Given passage -
++++

- Genre: Sitcom
- Created by: Steve Martin; Martin Mull; Howard Gerwirtz; Ian Praiser;
- Starring: Martin Mull; Judith-Marie Bergan; Robert Ridgely; Christian Brackett-Zika;
- Theme music composer: Wendy Haas-Mull
- Opening theme: "God Bless the Domestic Life" performed by Martin Mull
- Composer: David Michael Frank
- Country of origin: United States
- No. of seasons: 1
- No. of episodes: 10 (1 unaired)

Production
- Executive producer: Steve Martin
- Producers: Ian Praiser; Howard Gewirtz;
- Running time: 30 minutes
- Production companies: 40 Share Productions; Universal Television;

Original release
- Network: CBS
- Release: January 4 – April 15, 1984

= Domestic Life (TV series) =

Domestic Life is an American sitcom that aired on CBS from January 4 to April 15, 1984. Reruns continued until September 11, 1984. Steve Martin served as executive producer.

==Plot==
Martin Crane moved to Seattle to take a commentator job at KMRT-TV. His spot on the station's evening news was called "Domestic Life". Others in the cast were Martin's wife Candy, his 15-year-old daughter Didi, and 10-year-old son Harold.

==Production==
Steve Martin and Martin Mull were friends who met doing stand-up. Martin suggested they try to pitch a sitcom starring Mull. The first idea was to do a show about a politician who gets elected to Washington, but NBC passed. They then came up with a Father Knows Best style show. Mull called the show "a gentle spoof of family sitcom cliches." NBC did not want to make it but CBS agreed to make six episodes.

Mull said he wanted his character to talk to the camera like George Burns. "We (he and Martin) thought one of my strengths might be as a monologuist, talking right to the camera. So we tried to figure out what kind of occupation a character could have where he could talk right down the barrel. That's why we chose a television commentator."

++++

Source data -

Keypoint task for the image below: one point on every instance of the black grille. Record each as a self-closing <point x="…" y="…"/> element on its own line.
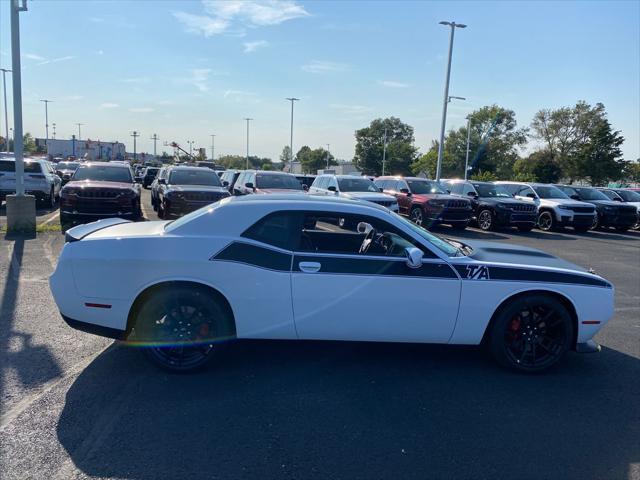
<point x="457" y="204"/>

++++

To-do list -
• a. Answer these from the Domestic Life text:
(i) Which network aired the show?
(ii) To which city did Martin Crane move?
(iii) How old is Martin's daughter Didi?
• b. Retype everything in the Domestic Life text from "Domestic Life is" down to "10-year-old son Harold.".

The responses -
• a.
(i) CBS
(ii) Seattle
(iii) 15

• b.
Domestic Life is an American sitcom that aired on CBS from January 4 to April 15, 1984. Reruns continued until September 11, 1984. Steve Martin served as executive producer.

==Plot==
Martin Crane moved to Seattle to take a commentator job at KMRT-TV. His spot on the station's evening news was called "Domestic Life". Others in the cast were Martin's wife Candy, his 15-year-old daughter Didi, and 10-year-old son Harold.